(Micro)benchmarking Linux kernel functions

Vincent Bernat

Usually, the performance of a Linux subsystem is measured through an external (local or remote) process stressing it. Depending on the input point used, a large portion of code may be involved. To benchmark a single function, one solution is to write a kernel module.

Minimal kernel module#

Let’s suppose we want to benchmark the IPv4 route lookup function, fib_lookup(). The following kernel function executes 1,000 lookups for 8.8.8.8 and returns the average value.1 It uses the get_cycles() function to compute the execution “time.”

/* Execute a benchmark on fib_lookup() and put
   result into the provided buffer `buf`. */
static int do_bench(char *buf)
{
    unsigned long long t1, t2;
    unsigned long long total = 0;
    unsigned long i;
    unsigned count = 1000;
    int err = 0;
    struct fib_result res;
    struct flowi4 fl4;

    memset(&fl4, 0, sizeof(fl4));
    fl4.daddr = in_aton("8.8.8.8");

    for (i = 0; i < count; i++) {
        t1 = get_cycles();
        err |= fib_lookup(&init_net, &fl4, &res, 0);
        t2 = get_cycles();
        total += t2 - t1;
    }
    if (err != 0)
        return scnprintf(buf, PAGE_SIZE, "err=%d msg=\"lookup error\"\n", err);
    return scnprintf(buf, PAGE_SIZE, "avg=%llu\n", total / count);
}

Now, we need to embed this function in a kernel module. The following code registers a sysfs directory containing a pseudo-file run. When a user queries this file, the module runs the benchmark function and returns the result as content.

#define pr_fmt(fmt) "kbench: " fmt

#include <linux/kernel.h>
#include <linux/version.h>
#include <linux/module.h>
#include <linux/inet.h>
#include <linux/timex.h>
#include <net/ip_fib.h>

/* When a user fetches the content of the "run" file, execute the
   benchmark function. */
static ssize_t run_show(struct kobject *kobj,
                        struct kobj_attribute *attr,
                        char *buf)
{
    return do_bench(buf);
}

static struct kobj_attribute run_attr = __ATTR_RO(run);
static struct attribute *bench_attributes[] = {
    &run_attr.attr,
    NULL
};
static struct attribute_group bench_attr_group = {
    .attrs = bench_attributes,
};
static struct kobject *bench_kobj;

int init_module(void)
{
    int rc;
    /* ❶ Create a simple kobject named "kbench" in /sys/kernel. */
    bench_kobj = kobject_create_and_add("kbench", kernel_kobj);
    if (!bench_kobj)
        return -ENOMEM;

    /* ❷ Create the files associated with this kobject. */
    rc = sysfs_create_group(bench_kobj, &bench_attr_group);
    if (rc) {
        kobject_put(bench_kobj);
        return rc;
    }

    return 0;
}

void cleanup_module(void)
..............................
**Required work:** Pick up the write-up on benchmarking Linux kernel functions right after its final line, `void cleanup_module(void)`, and carry it forward.
..............................
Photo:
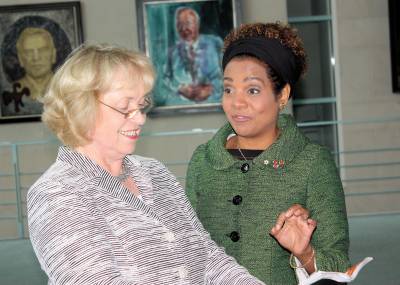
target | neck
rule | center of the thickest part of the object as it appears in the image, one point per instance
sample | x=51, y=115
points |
x=257, y=143
x=112, y=165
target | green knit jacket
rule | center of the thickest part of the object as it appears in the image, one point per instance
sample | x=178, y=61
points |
x=292, y=170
..............................
**Written answer:**
{
    kobject_put(bench_kobj);
}

/* Metadata about this module */
MODULE_LICENSE("GPL");
MODULE_DESCRIPTION("Microbenchmark for fib_lookup()");

In ❶, kobject_create_and_add() creates a new kobject named kbench. A kobject is the abstraction behind the sysfs filesystem. This new kobject is visible as the /sys/kernel/kbench/ directory.

In ❷, sysfs_create_group() attaches a set of attributes to our kobject. These attributes are materialized as files inside /sys/kernel/kbench/. Currently, we declare only one of them, run, with the __ATTR_RO macro. The attribute is therefore read-only (0444) and when a user tries to fetch the content of the file, the run_show() function is invoked with a buffer of PAGE_SIZE bytes as last argument and is expected to return the number of bytes written.

For more details, you can look at the documentation in the kernel and the associated example. Beware, random posts found on the web (including this one) may be outdated.2

The following Makefile will compile this example:

# Kernel module compilation
KDIR = /lib/modules/$(shell uname -r)/build
obj-m += kbench_mod.o
kbench_mod.ko: kbench_mod.c
    make -C $(KDIR) M=$(PWD) modules

After executing make, you should get a kbench_mod.ko file:

$ modinfo kbench_mod.ko
filename:       /home/bernat/code/…/kbench_mod.ko
description:    Microbenchmark for fib_lookup()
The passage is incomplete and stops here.